- _ACTIVITY_:
Below are records; transcribe only the line with "Target: incubator base" and those after it, through the last line, without any change.

===

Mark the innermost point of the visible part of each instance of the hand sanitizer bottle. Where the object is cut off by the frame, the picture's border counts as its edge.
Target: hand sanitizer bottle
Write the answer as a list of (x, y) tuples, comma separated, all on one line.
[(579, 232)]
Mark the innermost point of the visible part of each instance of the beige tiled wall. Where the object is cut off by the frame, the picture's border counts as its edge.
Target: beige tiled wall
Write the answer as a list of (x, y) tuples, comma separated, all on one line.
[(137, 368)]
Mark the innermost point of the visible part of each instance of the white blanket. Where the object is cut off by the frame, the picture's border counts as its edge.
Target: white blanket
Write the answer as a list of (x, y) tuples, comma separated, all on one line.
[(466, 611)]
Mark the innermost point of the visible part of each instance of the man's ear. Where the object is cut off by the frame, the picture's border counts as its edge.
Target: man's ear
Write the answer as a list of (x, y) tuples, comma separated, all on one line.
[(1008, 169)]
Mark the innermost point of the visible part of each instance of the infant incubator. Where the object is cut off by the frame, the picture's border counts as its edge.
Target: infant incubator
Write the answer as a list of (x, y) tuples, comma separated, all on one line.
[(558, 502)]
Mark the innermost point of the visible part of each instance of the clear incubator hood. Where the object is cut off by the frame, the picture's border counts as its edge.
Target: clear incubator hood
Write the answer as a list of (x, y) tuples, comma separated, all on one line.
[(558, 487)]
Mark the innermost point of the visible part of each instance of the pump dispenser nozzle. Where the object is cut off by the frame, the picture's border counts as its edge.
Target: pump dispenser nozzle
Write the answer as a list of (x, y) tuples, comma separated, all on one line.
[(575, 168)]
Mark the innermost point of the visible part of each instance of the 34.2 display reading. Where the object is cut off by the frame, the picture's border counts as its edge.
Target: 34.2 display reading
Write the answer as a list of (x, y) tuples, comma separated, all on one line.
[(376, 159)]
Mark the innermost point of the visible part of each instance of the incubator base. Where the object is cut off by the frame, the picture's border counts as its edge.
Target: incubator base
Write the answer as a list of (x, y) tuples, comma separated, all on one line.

===

- _ANSWER BOX_:
Target: incubator base
Write the answer as a list of (x, y) tuples, comma separated, all on one line.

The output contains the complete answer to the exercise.